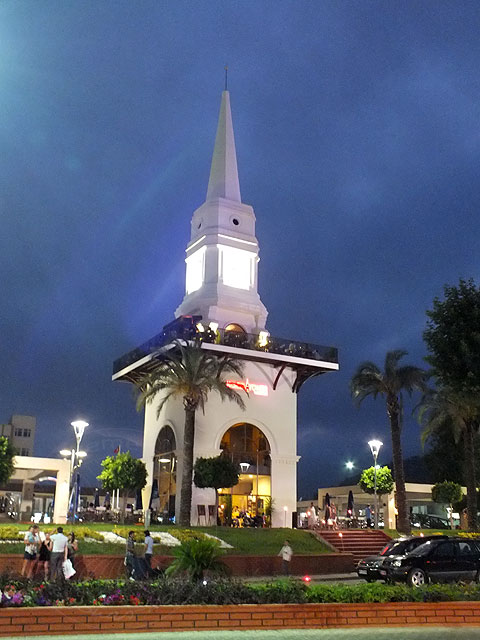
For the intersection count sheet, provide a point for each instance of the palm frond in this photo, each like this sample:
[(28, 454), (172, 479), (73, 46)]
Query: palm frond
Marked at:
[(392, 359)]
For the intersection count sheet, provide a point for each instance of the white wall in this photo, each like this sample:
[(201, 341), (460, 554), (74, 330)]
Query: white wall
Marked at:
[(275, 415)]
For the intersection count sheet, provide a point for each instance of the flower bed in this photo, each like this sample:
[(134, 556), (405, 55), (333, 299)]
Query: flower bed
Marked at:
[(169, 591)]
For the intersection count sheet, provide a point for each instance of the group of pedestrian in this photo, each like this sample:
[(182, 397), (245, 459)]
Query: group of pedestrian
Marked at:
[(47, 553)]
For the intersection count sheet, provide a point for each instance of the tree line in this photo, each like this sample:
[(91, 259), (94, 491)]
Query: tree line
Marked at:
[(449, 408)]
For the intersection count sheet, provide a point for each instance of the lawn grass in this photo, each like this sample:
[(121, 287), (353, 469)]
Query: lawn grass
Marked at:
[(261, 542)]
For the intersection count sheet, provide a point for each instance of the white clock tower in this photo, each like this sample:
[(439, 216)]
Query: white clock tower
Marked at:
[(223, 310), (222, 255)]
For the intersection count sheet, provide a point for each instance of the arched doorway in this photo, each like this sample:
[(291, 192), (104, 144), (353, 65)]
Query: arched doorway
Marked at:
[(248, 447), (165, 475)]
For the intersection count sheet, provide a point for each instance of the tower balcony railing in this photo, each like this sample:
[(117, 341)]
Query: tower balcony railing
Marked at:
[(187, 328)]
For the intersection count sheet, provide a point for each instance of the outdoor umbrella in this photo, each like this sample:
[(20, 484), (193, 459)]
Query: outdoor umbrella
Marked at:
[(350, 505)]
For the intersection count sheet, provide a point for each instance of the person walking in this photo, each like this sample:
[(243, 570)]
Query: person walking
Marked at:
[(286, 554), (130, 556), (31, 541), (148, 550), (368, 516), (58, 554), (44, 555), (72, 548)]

____________________

[Directions]: Tally the lines in the material above that contain "umbrella". Respond with the number and nothing else.

[Problem solution]: 2